VM and Container Common Fields Design for CloudFabric

Table of Contents

Motivation

One of the goals of CloudFabric is to unify management of Containers and VMs, and use the Kubernetes way of doing things. Today, PodSpec and PodStatus only let you specify Containers and ContainerStatuses.

Containers and VMs have common attributes such as Name, Image, etc. They also differ in many aspects. For example WorkingDir, Command etc are applicable to containers, but not VMs. Likewise, fields such as VMFlavor is applicable to VMs and not Containers.

We could add a VirtualMachine struct that duplicates the common fields, but existing code wouldn't work without siginficant code changes - something like:

if VM then
  Start(Pod.Spec.VM.Image)
else
  Start(Pod.Spec.Container.Image)
endif

We need a way to define the Container and VirtualMachine structs without the ugly if-else as shown above, and ideally with minimal code changes.

Goals

  • Primary: Identify all the fields that are common to Container and VM types.
  • Primary: Existing code continues to work (No regression with Pods that describe Container workloads.
  • Primary: Existing code works for VMs if no VM specific logic is needed.

Non-Goals

Proposal

API Changes

A good approach that allows existing code to work involves refactoring shared fields into a common struct, and embed the common struct Container and VirtualMachine structs.

type CommonInfo struct {
       // Name of the container specified as a DNS_LABEL.
       // Each container in a pod must have a unique name (DNS_LABEL).
       // Cannot be updated.
       Name string
       // Required.
       Image string
}

type VirtualMachine struct {
       // Common information
       CommonInfo
       // VM flavor
       VmFlavor string
}

// Container represents a single container that is expected to be run on the host.
type Container struct {
        // Common information
        CommonInfo
        // +optional
        Command []string
        // +optional
        Args []string
        // Optional: Defaults to Docker's default.
        // +optional
        WorkingDir string
    ...
    ...
}

This leverages a feature of golang which allows CommonInfo to become a field in Container and VirtualMachine structs, whithout needing to change usage of the common fields in existing code. For e.g, the following code does not need to be updated:

    glog.Infof("Container name is: %s", pod.Spec.Container[0].Name)

This also allows current Pod specification YAMLs to continue to work without any change. For example, the below works end-to-end:

# cat 1job2do.yaml 
apiVersion: batch/v1
kind: Job
metadata:
  name: 1job2do
spec:
  template:
    spec:
      restartPolicy: OnFailure
      containers:
      - name: stress
        image: skiibum/ubuntu-stress:18.10
        imagePullPolicy: IfNotPresent
        command: ["tail", "-f", "/dev/null"]
        workingDir: /var/log

One issue with this modification is that initializers that reference fields from CommonInfo fail to compile. The following is disallowed.

    c := v1.Container{
            Name: name,
            WorkingDir: "/root",
            Image: imageString
         }

They have to be modified to be initialized as below:

    c := v1.Container{
            CommonInfo: v1.CommonInfo{
                Name: name,
                Image: imageString
            },
        WorkingDir: "/tmp"
^^^^
Exercises:
a. Reproduce the part of the CloudFabric common fields design starting with "A good approach" and going on through "and VirtualMachine structs.".
b. In the CloudFabric common fields design, what happens to initializers that reference fields from CommonInfo?

Stored records:
^^^^
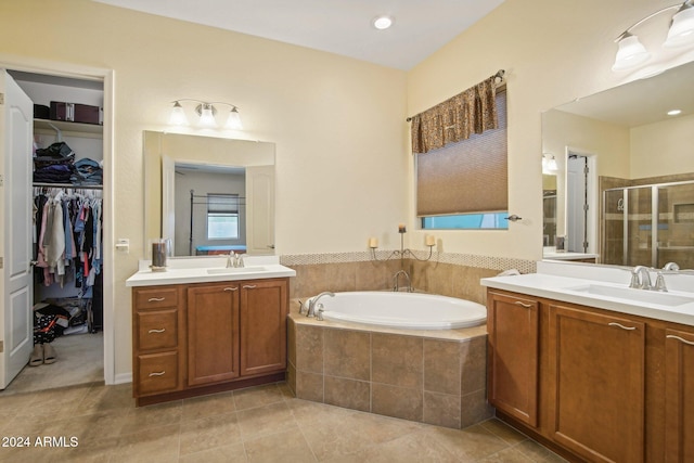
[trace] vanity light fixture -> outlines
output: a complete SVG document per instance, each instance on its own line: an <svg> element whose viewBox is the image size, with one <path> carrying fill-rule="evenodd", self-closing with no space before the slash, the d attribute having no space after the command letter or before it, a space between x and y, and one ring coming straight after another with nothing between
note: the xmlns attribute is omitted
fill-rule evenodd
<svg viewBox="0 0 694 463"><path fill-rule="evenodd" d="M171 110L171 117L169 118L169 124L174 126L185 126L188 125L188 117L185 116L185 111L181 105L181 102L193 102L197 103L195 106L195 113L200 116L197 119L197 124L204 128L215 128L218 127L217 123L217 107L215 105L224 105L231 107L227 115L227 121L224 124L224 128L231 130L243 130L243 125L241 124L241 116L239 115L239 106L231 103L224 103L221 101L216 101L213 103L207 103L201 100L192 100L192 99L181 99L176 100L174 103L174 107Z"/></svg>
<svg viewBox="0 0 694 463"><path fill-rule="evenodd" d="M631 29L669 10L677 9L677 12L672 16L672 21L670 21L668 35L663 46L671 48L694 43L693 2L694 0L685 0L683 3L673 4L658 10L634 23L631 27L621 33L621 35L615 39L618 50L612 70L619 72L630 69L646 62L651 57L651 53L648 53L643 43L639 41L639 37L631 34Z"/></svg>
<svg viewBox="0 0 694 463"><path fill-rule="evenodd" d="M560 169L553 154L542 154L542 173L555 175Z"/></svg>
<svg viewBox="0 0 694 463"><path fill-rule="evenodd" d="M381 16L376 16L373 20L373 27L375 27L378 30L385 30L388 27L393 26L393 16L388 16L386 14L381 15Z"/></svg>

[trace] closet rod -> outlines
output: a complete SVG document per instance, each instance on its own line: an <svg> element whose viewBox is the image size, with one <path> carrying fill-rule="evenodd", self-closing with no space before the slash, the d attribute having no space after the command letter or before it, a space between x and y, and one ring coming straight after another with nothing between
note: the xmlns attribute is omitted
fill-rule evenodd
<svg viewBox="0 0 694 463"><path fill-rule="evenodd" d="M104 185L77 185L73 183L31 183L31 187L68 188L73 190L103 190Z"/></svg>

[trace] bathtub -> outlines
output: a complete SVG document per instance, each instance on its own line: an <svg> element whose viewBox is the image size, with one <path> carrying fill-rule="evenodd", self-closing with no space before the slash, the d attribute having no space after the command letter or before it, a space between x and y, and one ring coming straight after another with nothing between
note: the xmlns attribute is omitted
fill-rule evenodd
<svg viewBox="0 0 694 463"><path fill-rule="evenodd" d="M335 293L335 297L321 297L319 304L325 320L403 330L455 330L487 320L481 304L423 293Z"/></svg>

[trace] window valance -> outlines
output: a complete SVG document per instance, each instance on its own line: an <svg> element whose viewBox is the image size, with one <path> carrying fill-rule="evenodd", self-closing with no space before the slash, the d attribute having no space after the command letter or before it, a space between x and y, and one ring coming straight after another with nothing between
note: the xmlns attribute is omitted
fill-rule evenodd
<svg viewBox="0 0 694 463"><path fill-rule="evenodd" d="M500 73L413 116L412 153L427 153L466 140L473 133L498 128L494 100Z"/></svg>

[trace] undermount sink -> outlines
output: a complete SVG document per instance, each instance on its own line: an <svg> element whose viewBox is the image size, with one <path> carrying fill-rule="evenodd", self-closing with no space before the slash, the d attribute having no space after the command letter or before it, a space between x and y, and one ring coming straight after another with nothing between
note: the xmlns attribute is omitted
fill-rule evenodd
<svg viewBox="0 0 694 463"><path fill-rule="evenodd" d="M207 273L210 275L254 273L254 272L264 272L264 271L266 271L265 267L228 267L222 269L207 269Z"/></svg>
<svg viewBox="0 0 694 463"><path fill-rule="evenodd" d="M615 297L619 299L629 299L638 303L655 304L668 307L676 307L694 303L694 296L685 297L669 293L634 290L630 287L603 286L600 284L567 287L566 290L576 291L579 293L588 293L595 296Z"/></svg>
^^^^
Answers by task:
a.
A good approach that allows existing code to work involves refactoring shared fields into a common struct, and embed the common struct Container and VirtualMachine structs.

b. They fail to compile.